[Information Boundary: Start]

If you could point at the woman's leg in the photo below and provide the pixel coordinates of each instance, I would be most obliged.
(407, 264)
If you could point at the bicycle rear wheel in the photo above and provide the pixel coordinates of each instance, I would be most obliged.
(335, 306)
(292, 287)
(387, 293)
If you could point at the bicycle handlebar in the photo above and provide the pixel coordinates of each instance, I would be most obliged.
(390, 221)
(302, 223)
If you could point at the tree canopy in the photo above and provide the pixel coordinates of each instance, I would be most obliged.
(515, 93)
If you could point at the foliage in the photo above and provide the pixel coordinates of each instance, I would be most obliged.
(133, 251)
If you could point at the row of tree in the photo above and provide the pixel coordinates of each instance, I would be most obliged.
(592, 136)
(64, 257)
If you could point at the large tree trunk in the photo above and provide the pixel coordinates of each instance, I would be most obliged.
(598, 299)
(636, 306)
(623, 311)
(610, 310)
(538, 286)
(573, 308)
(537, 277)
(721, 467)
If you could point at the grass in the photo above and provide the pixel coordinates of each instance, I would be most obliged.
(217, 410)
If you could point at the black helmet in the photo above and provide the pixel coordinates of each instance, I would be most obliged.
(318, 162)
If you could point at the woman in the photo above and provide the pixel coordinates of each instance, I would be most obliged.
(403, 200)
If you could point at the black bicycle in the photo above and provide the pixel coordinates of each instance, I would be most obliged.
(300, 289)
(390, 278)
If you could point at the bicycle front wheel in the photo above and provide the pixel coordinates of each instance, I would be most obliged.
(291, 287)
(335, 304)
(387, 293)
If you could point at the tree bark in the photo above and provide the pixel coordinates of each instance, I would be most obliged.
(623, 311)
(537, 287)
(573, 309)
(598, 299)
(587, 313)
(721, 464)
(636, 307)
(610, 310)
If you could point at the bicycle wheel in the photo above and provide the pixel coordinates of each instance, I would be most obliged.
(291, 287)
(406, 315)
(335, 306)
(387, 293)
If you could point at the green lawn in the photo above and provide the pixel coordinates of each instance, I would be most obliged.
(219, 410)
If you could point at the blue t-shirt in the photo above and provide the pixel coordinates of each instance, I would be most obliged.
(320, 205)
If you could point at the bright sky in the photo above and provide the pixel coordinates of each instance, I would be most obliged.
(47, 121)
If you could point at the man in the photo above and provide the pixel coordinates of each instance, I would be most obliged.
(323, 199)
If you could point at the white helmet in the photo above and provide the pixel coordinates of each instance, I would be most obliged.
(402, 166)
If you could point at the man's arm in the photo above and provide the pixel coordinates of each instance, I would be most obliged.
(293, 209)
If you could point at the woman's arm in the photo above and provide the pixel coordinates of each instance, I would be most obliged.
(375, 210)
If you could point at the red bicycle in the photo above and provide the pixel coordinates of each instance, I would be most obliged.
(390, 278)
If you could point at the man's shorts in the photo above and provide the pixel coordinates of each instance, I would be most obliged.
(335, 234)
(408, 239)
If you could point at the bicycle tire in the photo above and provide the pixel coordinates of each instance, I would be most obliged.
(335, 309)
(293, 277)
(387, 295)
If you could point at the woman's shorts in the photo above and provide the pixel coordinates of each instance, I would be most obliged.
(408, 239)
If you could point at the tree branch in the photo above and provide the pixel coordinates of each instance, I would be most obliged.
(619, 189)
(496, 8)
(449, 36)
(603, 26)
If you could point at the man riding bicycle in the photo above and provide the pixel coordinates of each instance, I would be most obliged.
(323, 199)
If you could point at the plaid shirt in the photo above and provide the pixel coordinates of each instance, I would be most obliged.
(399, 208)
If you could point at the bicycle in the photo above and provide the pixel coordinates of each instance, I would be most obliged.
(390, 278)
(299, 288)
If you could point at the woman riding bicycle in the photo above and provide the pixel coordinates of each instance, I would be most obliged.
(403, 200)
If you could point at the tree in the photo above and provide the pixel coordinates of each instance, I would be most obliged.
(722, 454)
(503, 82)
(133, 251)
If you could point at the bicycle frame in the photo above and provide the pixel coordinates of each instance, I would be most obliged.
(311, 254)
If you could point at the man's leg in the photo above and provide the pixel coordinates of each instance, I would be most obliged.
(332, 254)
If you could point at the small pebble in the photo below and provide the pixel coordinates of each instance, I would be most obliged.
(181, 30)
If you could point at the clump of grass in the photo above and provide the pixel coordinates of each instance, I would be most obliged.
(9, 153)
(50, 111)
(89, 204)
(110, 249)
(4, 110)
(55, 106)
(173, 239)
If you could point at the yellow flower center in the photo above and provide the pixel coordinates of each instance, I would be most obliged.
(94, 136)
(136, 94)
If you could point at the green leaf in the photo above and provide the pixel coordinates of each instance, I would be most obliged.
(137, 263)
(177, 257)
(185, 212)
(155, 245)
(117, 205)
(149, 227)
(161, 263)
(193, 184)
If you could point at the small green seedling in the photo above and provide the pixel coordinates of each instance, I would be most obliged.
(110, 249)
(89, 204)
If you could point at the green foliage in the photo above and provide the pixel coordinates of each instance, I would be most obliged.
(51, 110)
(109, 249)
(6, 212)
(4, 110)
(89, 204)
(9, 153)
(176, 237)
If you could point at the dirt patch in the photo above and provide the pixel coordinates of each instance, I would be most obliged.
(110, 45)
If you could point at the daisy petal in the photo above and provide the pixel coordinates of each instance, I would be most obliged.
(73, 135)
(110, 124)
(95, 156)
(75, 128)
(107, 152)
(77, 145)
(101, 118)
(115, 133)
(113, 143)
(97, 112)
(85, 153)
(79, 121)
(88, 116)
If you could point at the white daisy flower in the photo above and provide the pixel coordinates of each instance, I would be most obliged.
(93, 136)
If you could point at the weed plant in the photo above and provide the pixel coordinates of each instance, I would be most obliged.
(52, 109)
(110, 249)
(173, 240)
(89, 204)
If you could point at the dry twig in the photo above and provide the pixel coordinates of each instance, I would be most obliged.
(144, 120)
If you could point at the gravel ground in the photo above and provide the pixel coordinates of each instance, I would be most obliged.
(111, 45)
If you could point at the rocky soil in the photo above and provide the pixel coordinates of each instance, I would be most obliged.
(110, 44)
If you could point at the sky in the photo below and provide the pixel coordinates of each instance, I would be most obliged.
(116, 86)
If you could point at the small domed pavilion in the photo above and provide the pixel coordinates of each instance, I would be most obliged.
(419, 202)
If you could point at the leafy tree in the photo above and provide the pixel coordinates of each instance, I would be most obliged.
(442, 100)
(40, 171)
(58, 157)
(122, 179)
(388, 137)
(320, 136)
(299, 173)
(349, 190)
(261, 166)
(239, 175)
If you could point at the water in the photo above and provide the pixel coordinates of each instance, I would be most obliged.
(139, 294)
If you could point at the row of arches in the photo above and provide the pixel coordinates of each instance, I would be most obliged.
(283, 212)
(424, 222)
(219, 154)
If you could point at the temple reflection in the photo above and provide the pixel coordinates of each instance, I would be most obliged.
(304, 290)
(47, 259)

[Information Boundary: End]

What to do ::
Return the entries in full. Do not alter them.

Answer space ::
If you could point at the woman's leg in the photo below and provide the pixel coordinates of each instance, I would be most obliged.
(407, 264)
If you could point at the bicycle rear wheel in the photo above and provide the pixel coordinates of each instance, I would be most obliged.
(335, 306)
(292, 287)
(387, 293)
If you could point at the bicycle handlebar in the photo above and provide the pixel coordinates of each instance, I would be most obliged.
(390, 221)
(302, 223)
If you could point at the tree canopy in the photo above and provide the pixel coordinates of each instance, I would be most obliged.
(515, 93)
If you could point at the foliage in the photo above and provide the pixel coordinates of each instance, I would be most obliged.
(133, 251)
If you could point at the row of tree in the photo above and provide the pixel coordinates of each instance, I would be most obliged.
(592, 136)
(64, 257)
If you could point at the large tree trunk in the photo above and provide the pixel coordinates of each instance, I would be most obliged.
(598, 299)
(636, 306)
(623, 311)
(610, 310)
(538, 286)
(573, 308)
(537, 277)
(721, 467)
If you could point at the grass in the photo above and provide the pixel coordinates of each instance, I would be most obliged.
(217, 410)
If you could point at the black helmet in the photo above and provide the pixel coordinates of each instance, I would be most obliged.
(318, 162)
If you could point at the woman in the photo above and provide the pixel coordinates of each instance, I would be most obliged.
(403, 200)
If you could point at the black bicycle in the photo above and provide the pixel coordinates of each instance, I would be most obliged.
(300, 289)
(390, 278)
If you could point at the bicycle front wheel in the photo above and provide the pixel coordinates of each instance, I would be most obliged.
(291, 287)
(335, 304)
(387, 293)
If you could point at the tree bark in the photo above and provide the pixel coordinates of each instance, I would be most obliged.
(623, 311)
(537, 287)
(573, 309)
(598, 299)
(587, 313)
(721, 464)
(636, 307)
(610, 310)
If you could point at the bicycle wheel in the photo above and provide the pixel coordinates of each instance, I would be most obliged.
(291, 287)
(406, 315)
(335, 306)
(387, 293)
If you could point at the green lawn in the photo above and provide the pixel coordinates of each instance, I would be most obliged.
(219, 410)
If you could point at the blue t-shirt in the photo above and provide the pixel coordinates of each instance, I would be most obliged.
(320, 205)
If you could point at the bright sky in the photo above and provide the pixel coordinates of each instance, I would be most obliged.
(47, 121)
If you could point at the man in the photo above and provide the pixel coordinates of each instance, I would be most obliged.
(323, 199)
If you could point at the white helmet in the photo above and provide the pixel coordinates of each instance, I would be most obliged.
(402, 166)
If you could point at the man's arm in the photo above and provide the pixel coordinates of each instance, I would be most obliged.
(293, 209)
If you could point at the woman's arm in the photo above and provide the pixel coordinates of each instance, I would be most obliged.
(375, 210)
If you could point at the red bicycle in the photo above and provide the pixel coordinates of each instance, I would be most obliged.
(390, 278)
If you could point at the man's shorts in the photo above and provide the pixel coordinates of each instance, I would be most obliged.
(335, 234)
(408, 239)
If you could point at the bicycle tire in the photo above and provide the pixel coordinates of each instance, I would be most obliged.
(335, 309)
(293, 277)
(387, 295)
If you could point at the woman's shorts in the photo above and provide the pixel coordinates of each instance, I would be most obliged.
(408, 239)
If you could point at the tree branch in the photo above and provide the pixel coordinates of each instance, I would be most obliged.
(619, 189)
(496, 8)
(449, 36)
(603, 26)
If you could point at the man riding bicycle in the photo above and provide the pixel coordinates of each instance, I would be most obliged.
(323, 199)
If you could point at the plaid shirt in the photo above and provide the pixel coordinates of each instance, I would be most obliged.
(399, 208)
If you could point at the bicycle in the photo above and provide the pixel coordinates of each instance, I would be most obliged.
(390, 278)
(299, 288)
If you could point at the woman riding bicycle in the photo above and provide the pixel coordinates of each instance, I would be most obliged.
(403, 200)
If you could point at the tree in the photo above and provide the pixel coordinates of each instance, I would be most obliged.
(722, 454)
(503, 82)
(133, 251)
If you could point at the bicycle frame in the photo above and provide the pixel coordinates of each instance, I would be most obliged.
(311, 254)
If you could point at the man's leg in the photo above and provide the pixel coordinates of each instance, I would be most obliged.
(332, 254)
If you could point at the small pebble in the photo below and provide the pixel coordinates of each instance, I would be most obliged.
(181, 30)
If you could point at the clump of grass in the photo above and provide the pixel coordinates of each instance, I would be most obliged.
(9, 153)
(50, 111)
(89, 204)
(110, 249)
(4, 110)
(55, 106)
(173, 239)
If you could point at the yellow flower center in the photo above and provide the pixel coordinates of each instance, I would be most obliged.
(94, 136)
(136, 94)
If you could point at the green leaf in the photo above and provide the pixel coordinates of each instance, I would be most obliged.
(137, 263)
(177, 257)
(185, 212)
(155, 245)
(117, 205)
(149, 227)
(161, 263)
(193, 184)
If you could point at the small green seedling in the photo above and provide the pixel coordinates of each instance, I would be most obliged.
(110, 249)
(89, 204)
If you could point at the green foliage in the photo above and provide the pixel coordinates of each instance, I would be most obliged.
(51, 110)
(109, 249)
(6, 212)
(4, 110)
(89, 204)
(9, 153)
(176, 237)
If you could point at the dirt patch in the photo above and provide the pixel coordinates of each instance, I would be most obliged.
(110, 45)
If you could point at the daisy petal in the photo above and provide the pixel coordinates of each instance, I would be most obliged.
(73, 135)
(110, 124)
(95, 156)
(75, 128)
(107, 152)
(77, 145)
(101, 118)
(115, 133)
(113, 143)
(97, 112)
(85, 153)
(79, 121)
(88, 116)
If you could point at the white daisy flower in the photo above and provide the pixel coordinates of each instance, I would be most obliged.
(93, 136)
If you could point at the weed plant in the photo above and provide the pixel coordinates of each instance, I would be most obliged.
(52, 109)
(110, 249)
(173, 240)
(89, 204)
If you could point at the dry twig in the photo above and provide the pixel coordinates of each instance, I would be most obliged.
(144, 120)
If you could point at the gravel ground in the photo above and provide the pixel coordinates of each instance, I would be most obliged.
(111, 45)
If you could point at the rocky soil in the photo above and provide the pixel coordinates of each instance, I would be most obliged.
(110, 44)
If you could point at the sky in the photo below and provide the pixel coordinates of each instance, I would be most obliged.
(116, 86)
If you could point at the small domed pavilion in the photo above and provide the pixel coordinates of each instance, I would be most obliged.
(419, 202)
If you could point at the leafy tree in the photo above and provide the pixel coordinates of each instance, I would be most obliged.
(442, 100)
(40, 171)
(58, 157)
(122, 179)
(388, 137)
(320, 136)
(299, 173)
(349, 190)
(261, 166)
(239, 175)
If you could point at the water in the photo above and provide the pixel coordinates of each instance, I would be most obliged.
(139, 294)
If you could point at the row of arches in the photo above and provide the pixel coordinates of each instance, I would be most obliged.
(283, 212)
(424, 222)
(219, 154)
If you could point at the temple reflection in the photo above and provide the pixel coordinates of each instance, I would be most obliged.
(304, 290)
(47, 259)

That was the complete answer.